DO THIS:
Please give the listing again, word for word, with nothing left out.

Object pointing dataset rows:
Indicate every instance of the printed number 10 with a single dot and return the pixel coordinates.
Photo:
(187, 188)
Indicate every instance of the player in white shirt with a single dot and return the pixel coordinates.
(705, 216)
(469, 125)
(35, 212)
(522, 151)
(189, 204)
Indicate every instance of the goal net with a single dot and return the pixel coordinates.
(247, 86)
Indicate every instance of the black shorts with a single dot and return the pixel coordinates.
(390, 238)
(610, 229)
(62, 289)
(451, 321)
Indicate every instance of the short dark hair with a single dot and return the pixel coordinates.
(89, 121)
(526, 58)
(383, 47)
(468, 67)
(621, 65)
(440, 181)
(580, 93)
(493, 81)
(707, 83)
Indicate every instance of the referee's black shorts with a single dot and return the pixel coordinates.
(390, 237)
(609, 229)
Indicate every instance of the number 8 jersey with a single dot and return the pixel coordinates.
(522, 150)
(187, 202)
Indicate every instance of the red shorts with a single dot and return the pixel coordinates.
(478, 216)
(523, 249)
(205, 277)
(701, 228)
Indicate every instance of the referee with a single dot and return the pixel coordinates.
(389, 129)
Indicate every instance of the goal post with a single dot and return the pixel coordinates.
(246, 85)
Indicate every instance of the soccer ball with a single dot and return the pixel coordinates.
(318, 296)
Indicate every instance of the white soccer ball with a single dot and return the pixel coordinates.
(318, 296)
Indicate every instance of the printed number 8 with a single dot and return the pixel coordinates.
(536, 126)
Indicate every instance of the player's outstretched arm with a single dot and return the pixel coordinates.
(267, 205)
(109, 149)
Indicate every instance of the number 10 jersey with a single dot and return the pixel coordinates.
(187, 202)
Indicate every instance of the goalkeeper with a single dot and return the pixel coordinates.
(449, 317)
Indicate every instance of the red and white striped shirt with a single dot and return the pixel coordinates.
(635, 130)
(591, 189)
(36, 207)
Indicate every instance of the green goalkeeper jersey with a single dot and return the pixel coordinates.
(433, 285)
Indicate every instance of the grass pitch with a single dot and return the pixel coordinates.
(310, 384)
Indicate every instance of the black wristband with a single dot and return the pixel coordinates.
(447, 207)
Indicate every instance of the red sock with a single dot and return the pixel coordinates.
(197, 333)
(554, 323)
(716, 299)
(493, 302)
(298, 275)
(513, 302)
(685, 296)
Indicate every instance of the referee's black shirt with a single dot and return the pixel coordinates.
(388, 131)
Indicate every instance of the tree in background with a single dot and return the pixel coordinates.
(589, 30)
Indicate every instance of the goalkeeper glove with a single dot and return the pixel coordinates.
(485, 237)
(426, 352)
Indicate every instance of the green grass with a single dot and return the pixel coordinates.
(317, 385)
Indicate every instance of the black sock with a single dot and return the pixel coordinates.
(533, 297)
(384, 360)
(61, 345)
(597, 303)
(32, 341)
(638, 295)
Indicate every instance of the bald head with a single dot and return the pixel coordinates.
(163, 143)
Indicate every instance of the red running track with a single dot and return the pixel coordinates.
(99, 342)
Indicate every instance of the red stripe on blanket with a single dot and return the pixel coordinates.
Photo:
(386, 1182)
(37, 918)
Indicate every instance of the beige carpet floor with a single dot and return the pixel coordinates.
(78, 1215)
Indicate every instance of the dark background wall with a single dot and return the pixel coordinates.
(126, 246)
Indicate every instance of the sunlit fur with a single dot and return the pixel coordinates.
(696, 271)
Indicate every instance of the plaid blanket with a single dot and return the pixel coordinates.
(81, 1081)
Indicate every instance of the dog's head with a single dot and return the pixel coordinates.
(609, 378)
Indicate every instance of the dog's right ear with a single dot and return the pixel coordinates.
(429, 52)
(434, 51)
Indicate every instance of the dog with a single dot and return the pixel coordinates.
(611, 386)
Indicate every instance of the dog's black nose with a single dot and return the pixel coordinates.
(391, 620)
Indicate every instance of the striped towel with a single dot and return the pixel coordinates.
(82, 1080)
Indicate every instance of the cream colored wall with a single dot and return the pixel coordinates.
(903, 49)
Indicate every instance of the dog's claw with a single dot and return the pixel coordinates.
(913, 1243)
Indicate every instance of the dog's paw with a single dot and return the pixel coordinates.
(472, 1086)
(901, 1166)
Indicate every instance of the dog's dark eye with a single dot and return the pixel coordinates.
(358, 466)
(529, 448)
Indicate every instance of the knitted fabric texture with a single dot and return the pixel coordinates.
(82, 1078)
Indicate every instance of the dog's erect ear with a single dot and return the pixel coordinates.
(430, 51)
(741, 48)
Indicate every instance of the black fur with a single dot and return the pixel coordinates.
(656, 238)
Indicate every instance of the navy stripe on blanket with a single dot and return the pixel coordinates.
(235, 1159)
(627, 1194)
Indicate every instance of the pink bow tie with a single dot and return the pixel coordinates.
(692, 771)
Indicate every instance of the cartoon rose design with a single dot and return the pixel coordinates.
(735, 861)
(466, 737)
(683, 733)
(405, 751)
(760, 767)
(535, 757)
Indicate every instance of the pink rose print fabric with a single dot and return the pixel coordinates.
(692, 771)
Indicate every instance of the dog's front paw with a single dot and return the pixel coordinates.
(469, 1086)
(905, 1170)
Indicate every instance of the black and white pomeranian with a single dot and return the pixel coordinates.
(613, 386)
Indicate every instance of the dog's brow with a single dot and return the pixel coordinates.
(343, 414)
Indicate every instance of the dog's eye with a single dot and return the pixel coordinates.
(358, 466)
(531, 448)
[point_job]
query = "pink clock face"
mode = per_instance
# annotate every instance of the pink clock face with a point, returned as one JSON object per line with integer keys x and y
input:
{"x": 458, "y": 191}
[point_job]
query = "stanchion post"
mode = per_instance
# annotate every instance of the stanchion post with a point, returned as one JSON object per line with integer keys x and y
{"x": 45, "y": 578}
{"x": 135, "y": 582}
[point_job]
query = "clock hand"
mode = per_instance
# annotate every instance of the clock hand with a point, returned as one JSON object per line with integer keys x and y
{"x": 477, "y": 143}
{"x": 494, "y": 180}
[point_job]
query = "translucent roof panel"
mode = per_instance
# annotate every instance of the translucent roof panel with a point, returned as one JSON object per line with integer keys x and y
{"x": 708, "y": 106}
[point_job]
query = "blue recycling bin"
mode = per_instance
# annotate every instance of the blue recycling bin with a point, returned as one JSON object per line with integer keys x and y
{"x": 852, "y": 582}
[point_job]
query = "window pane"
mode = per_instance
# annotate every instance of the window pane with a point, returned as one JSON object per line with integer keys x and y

EXERCISE SOLUTION:
Indicate every instance of the printed number 10 with a single dot and return the pixel coordinates.
Photo:
(187, 188)
Indicate every instance of the player in white shirt with a single dot and return the pixel coordinates.
(705, 216)
(469, 125)
(35, 212)
(522, 151)
(189, 204)
Indicate every instance of the goal net with a single dot and return the pixel coordinates.
(247, 86)
Indicate every instance of the black shorts with a single dot and return the pixel coordinates.
(390, 238)
(610, 229)
(62, 289)
(451, 321)
Indicate every instance of the short dark hair with a single dot and return the pixel coordinates.
(89, 121)
(526, 58)
(383, 47)
(468, 67)
(621, 65)
(440, 181)
(580, 93)
(493, 81)
(707, 83)
Indicate every instance of the referee's black shorts with a single dot and return the pixel coordinates.
(390, 237)
(609, 229)
Indicate every instance of the number 8 jersey with a single dot and return the pixel coordinates.
(522, 150)
(187, 202)
Indicate every instance of the red shorts with a single dot and return the pixel coordinates.
(478, 216)
(523, 249)
(205, 277)
(701, 228)
Indicate every instance of the referee with a single dot and return the pixel coordinates.
(389, 129)
Indicate every instance of the goal post with a single dot and return the pixel coordinates.
(246, 85)
Indicate every instance of the soccer ball with a single dot and return the pixel coordinates.
(318, 296)
Indicate every instance of the white soccer ball with a single dot and return the pixel coordinates.
(318, 296)
Indicate every instance of the printed number 8 with a single dot and return the pixel coordinates.
(536, 126)
Indicate every instance of the player's outstretched arm with a single dot and return the pixel coordinates.
(267, 205)
(109, 149)
Indicate every instance of the number 10 jersey with a single dot and return the pixel coordinates.
(187, 202)
Indicate every instance of the goalkeeper with a single dot and return the pixel coordinates.
(449, 317)
Indicate every instance of the red and white striped shirt with a single dot and return the pixel coordinates.
(635, 130)
(591, 189)
(36, 207)
Indicate every instance of the green goalkeeper jersey with a single dot and return the pixel coordinates.
(433, 285)
Indicate every instance of the grass pitch with a single dot and return the pixel coordinates.
(310, 384)
Indicate every instance of the black wristband with a single dot and return the pixel coordinates.
(447, 207)
Indicate every instance of the red sock with a single dot and return the pixel coordinates.
(197, 333)
(554, 323)
(716, 299)
(493, 302)
(298, 275)
(513, 302)
(685, 296)
Indicate every instance of the referee's black shirt with a single dot and return the pixel coordinates.
(388, 131)
Indicate every instance of the tree in background with a single dot and return the pixel coordinates.
(589, 30)
Indicate every instance of the goalkeeper glove with a single dot and return the pixel coordinates.
(485, 237)
(426, 352)
Indicate every instance of the green grass with a single dot and return the pixel coordinates.
(317, 385)
Indicate every instance of the black sock with a single dot and return the pixel coordinates.
(533, 297)
(384, 360)
(61, 345)
(597, 303)
(32, 341)
(638, 295)
Indicate every instance of the bald head with a single dot and return the pixel coordinates.
(163, 143)
Indicate every instance of the red running track with a single dot and return the pixel coordinates.
(99, 342)
Indicate every instance of the red stripe on blanket with a single dot and return the pixel coordinates.
Photo:
(386, 1182)
(37, 918)
Indicate every instance of the beige carpet floor with a single dot and return the pixel coordinates.
(78, 1215)
Indicate every instance of the dark background wall with a single dot and return the pixel coordinates.
(126, 246)
Indicate every instance of the sunlit fur with a single dot and return the pixel coordinates.
(696, 271)
Indicate every instance of the plaid blanket with a single dot and return the pixel coordinates.
(81, 1081)
Indicate every instance of the dog's head with a single dot and return the pixel coordinates.
(609, 378)
Indicate every instance of the dog's right ear with a single dot and return the pixel coordinates.
(429, 52)
(434, 51)
Indicate every instance of the dog with a single dot and return the pixel coordinates.
(611, 386)
Indicate every instance of the dog's black nose with a single dot and return the pixel coordinates.
(391, 620)
Indicate every instance of the striped towel with a single dot and return the pixel coordinates.
(82, 1080)
Indicate every instance of the cream colored wall with a single dot and return the pixel coordinates.
(903, 49)
Indicate every instance of the dog's claw with a single dot and return the pixel coordinates.
(913, 1243)
Indicate every instance of the dog's paw with a single dot and return the pixel coordinates.
(472, 1086)
(901, 1166)
Indicate every instance of the dog's dark eye with a single dot and return the pixel coordinates.
(358, 466)
(529, 448)
Indicate every instance of the knitted fabric texture with a single dot and return the pixel coordinates.
(82, 1078)
Indicate every instance of the dog's erect ear with a single dot and return the pixel coordinates.
(430, 51)
(741, 48)
Indicate every instance of the black fur with a single dot and return the pixel coordinates.
(656, 238)
Indicate every instance of the navy stripe on blanket with a single dot and return the pixel coordinates.
(235, 1159)
(627, 1194)
Indicate every instance of the pink bow tie with a single dot and return the pixel coordinates.
(692, 771)
Indicate every instance of the cartoon rose design with a single dot and return the pixel coordinates.
(735, 861)
(466, 737)
(683, 733)
(405, 751)
(760, 767)
(535, 757)
Indicate every instance of the pink rose print fabric with a single dot and return the pixel coordinates.
(692, 771)
Indicate every instance of the dog's front paw with a single dot and return the pixel coordinates.
(469, 1086)
(905, 1170)
Indicate every instance of the black and white pomeranian with a single dot and return the pixel coordinates.
(613, 386)
Indicate every instance of the dog's brow with a single dot and return the pixel coordinates.
(343, 414)
Indicate every instance of the dog's eye with a single dot and return the pixel coordinates.
(358, 466)
(531, 448)
[point_job]
query = "pink clock face"
mode = per_instance
# annotate every instance of the pink clock face with a point, returned as one JSON object per line with integer keys x and y
input:
{"x": 458, "y": 191}
[point_job]
query = "stanchion post"
mode = per_instance
# annotate every instance of the stanchion post with a point, returned as one JSON object per line with integer keys x and y
{"x": 45, "y": 578}
{"x": 135, "y": 582}
[point_job]
query = "clock hand"
mode = per_instance
# annotate every instance of the clock hand with a point, returned as one JSON object per line with integer keys x and y
{"x": 477, "y": 143}
{"x": 494, "y": 180}
[point_job]
query = "translucent roof panel"
mode = per_instance
# annotate every instance of the translucent roof panel with a point, returned as one JSON object per line with integer keys x and y
{"x": 708, "y": 106}
[point_job]
query = "blue recycling bin"
mode = per_instance
# annotate every instance of the blue recycling bin with a point, returned as one JSON object per line with integer keys x and y
{"x": 852, "y": 582}
[point_job]
query = "window pane"
mode = per_instance
# annotate every instance of the window pane with a point, returned as one JSON object per line with integer keys x and y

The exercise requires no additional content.